Dataset entries:
▽

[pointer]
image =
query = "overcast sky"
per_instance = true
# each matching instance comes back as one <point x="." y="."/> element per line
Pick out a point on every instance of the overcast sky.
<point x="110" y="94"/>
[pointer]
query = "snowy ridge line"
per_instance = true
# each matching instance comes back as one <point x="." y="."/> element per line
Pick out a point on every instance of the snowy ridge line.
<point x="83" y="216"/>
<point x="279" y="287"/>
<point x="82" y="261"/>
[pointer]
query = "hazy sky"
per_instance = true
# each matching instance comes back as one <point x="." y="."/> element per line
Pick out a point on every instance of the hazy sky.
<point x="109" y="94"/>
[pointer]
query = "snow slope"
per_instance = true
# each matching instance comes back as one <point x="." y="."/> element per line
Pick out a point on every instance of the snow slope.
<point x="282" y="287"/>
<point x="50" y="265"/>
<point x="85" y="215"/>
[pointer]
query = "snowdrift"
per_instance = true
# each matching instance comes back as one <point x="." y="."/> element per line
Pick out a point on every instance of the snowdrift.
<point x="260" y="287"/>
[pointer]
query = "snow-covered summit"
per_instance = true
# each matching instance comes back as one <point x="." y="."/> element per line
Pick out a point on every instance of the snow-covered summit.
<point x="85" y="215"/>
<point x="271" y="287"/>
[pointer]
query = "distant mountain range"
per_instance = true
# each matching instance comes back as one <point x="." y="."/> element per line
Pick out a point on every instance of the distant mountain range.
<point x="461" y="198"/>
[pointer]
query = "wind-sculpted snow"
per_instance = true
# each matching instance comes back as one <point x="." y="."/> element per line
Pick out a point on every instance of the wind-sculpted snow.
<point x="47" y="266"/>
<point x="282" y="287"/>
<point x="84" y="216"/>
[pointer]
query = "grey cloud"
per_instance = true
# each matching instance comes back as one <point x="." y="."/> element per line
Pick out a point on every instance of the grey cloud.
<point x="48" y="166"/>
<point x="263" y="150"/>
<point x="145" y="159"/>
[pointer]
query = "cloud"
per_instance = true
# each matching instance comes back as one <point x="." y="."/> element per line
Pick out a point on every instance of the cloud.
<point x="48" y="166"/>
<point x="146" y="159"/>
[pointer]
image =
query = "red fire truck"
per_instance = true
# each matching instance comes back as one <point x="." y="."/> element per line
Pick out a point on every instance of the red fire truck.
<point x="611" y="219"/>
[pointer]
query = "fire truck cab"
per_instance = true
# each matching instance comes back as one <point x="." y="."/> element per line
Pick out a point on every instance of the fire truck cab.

△

**Exercise goal**
Please find the lines in the data that contain the word "query" and copy them.

**Solution to this exercise**
query = "overcast sky"
query = "snowy ridge line"
query = "hazy sky"
query = "snow slope"
query = "snowdrift"
query = "snow-covered summit"
query = "distant mountain range"
query = "wind-sculpted snow"
query = "grey cloud"
query = "cloud"
query = "red fire truck"
query = "fire truck cab"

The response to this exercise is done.